◆ **Arbeitsanweisungen**:
A - Wo dürfte laut dem Forenbeitrag zur Anwaltsvergütung der Schnitt für einen deutlich überdurchschnittlichen Anwalt in Deutschland mit zehn Jahren Berufserfahrung liegen?
B - Schreibe den Forenbeitrag zur Anwaltsvergütung im Anschluss an seinen letzten Satz weiter.

◆ **Textauszug**:

###

Letztlich bin ich nicht überzeugt:Theopa hat geschrieben: ↑Donnerstag 17. Juni 2021, 15:55Das ist aber ein wichtiger Punkt, da er das "Wieso" der hohen Vergütung in den USA wenigstens in großen Teilen erklären kann:
Wie viel verdient ein deutlich überdurchschnittlicher (wir unterstellen mal, dass Richter weiterhin ca. ein VB bzw. wenigstens um die 8 Punkte brauchen werden) Anwalt in Deutschland mit zehn Jahren Berufserfahrung und in einer Region die wirtschaftlich mit MA vergleichbar ist? Da dürfte der Schnitt im deutlich sechsstelligen Brutto liegen.

###

◆ **Bereitgestellte Daten**:

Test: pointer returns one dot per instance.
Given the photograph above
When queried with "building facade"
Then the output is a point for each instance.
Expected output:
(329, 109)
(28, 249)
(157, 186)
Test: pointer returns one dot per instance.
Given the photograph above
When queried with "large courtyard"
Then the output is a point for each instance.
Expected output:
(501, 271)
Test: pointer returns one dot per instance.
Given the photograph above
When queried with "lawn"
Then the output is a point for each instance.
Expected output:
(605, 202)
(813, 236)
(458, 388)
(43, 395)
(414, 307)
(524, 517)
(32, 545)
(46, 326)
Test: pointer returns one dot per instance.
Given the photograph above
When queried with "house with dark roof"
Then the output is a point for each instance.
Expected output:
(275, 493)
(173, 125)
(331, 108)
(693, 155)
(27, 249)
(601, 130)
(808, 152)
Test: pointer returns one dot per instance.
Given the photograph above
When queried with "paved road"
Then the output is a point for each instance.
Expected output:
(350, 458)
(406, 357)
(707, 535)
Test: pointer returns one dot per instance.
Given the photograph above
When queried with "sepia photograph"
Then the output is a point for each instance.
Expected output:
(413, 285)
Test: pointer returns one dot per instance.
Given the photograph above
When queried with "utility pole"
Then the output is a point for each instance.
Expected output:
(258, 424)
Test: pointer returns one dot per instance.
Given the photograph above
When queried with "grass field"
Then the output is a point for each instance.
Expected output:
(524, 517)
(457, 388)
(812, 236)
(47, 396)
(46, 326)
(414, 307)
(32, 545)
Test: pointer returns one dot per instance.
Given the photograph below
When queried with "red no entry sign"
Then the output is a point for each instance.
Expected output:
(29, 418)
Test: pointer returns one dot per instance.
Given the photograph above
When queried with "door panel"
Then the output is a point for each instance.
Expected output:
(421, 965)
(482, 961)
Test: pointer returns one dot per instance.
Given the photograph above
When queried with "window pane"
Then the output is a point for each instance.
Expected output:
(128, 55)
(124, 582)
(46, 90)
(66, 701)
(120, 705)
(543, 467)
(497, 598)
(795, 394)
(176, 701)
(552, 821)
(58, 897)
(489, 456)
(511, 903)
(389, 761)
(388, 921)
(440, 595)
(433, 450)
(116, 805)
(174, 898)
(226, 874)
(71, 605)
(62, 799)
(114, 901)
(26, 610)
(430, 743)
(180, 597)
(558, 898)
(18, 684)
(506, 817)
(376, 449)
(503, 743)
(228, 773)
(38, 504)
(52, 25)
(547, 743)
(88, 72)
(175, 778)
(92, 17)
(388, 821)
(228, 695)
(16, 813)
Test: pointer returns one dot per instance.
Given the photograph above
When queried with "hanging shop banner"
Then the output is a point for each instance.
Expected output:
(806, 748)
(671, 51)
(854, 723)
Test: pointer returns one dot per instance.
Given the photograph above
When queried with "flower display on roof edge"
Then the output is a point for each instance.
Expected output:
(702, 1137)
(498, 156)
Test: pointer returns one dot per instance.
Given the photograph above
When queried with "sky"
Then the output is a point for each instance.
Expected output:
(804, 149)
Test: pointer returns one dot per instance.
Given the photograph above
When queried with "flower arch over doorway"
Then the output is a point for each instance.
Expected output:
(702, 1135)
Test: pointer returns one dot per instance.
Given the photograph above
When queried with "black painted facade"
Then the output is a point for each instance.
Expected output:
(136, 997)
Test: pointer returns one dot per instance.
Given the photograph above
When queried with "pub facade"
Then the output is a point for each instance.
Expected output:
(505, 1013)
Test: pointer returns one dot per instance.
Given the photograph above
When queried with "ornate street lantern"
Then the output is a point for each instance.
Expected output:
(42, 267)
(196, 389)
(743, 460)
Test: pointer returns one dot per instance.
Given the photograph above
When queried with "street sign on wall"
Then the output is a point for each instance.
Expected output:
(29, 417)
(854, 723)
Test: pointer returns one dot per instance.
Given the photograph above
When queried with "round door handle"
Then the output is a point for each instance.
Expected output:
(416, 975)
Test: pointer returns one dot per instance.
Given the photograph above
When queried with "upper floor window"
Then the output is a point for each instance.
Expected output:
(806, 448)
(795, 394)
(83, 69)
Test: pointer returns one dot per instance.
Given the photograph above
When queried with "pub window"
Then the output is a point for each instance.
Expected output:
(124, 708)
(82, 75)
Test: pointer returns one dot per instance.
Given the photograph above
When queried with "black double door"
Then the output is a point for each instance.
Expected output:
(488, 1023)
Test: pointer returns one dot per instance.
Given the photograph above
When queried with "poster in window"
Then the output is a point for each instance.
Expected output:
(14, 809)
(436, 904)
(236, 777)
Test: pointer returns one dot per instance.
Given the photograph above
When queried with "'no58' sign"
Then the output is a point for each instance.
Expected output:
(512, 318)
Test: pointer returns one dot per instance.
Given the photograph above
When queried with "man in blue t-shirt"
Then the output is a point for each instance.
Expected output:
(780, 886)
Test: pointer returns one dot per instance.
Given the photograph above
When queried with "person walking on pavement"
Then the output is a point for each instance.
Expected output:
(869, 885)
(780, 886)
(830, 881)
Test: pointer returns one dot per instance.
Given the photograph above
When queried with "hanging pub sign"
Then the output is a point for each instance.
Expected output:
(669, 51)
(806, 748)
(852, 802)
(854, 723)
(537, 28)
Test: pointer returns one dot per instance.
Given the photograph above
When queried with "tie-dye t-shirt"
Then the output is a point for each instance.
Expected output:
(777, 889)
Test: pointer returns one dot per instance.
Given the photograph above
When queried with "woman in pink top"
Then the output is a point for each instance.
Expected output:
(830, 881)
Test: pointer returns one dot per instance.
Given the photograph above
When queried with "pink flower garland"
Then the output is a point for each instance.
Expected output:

###

◆ **Ergebnisse je Aufgabe**:
A - Im deutlich sechsstelligen Brutto.

B -
Wenn man in Deutschland entsprechende Personen in die Justiz bringen wollte, müsste man also auch deutlich höhere Angebote machen. Wer zehn Jahre lang als Anwalt praktiziert hat ist zudem oft nicht mehr in einem Alter, in dem man kleine Kinder hat und daher den Staatsdienst als Teilzeit-Möglichkeit sieht, womit es keinen wirklichen Grund mehr gäbe nur aufgrund dieser Option mal eben auf einen großen Teil des Einkommens zu verzichten.
Es liegt insgesamt nahe, dass Richter in den USA ebenfalls deutlich geringer bezahlt werden könnten, wenn die Zielgruppe für die Einstellung 27-30 jährige Berufsanfänger wären und es eine lebenslange Job-Garantie gäbe.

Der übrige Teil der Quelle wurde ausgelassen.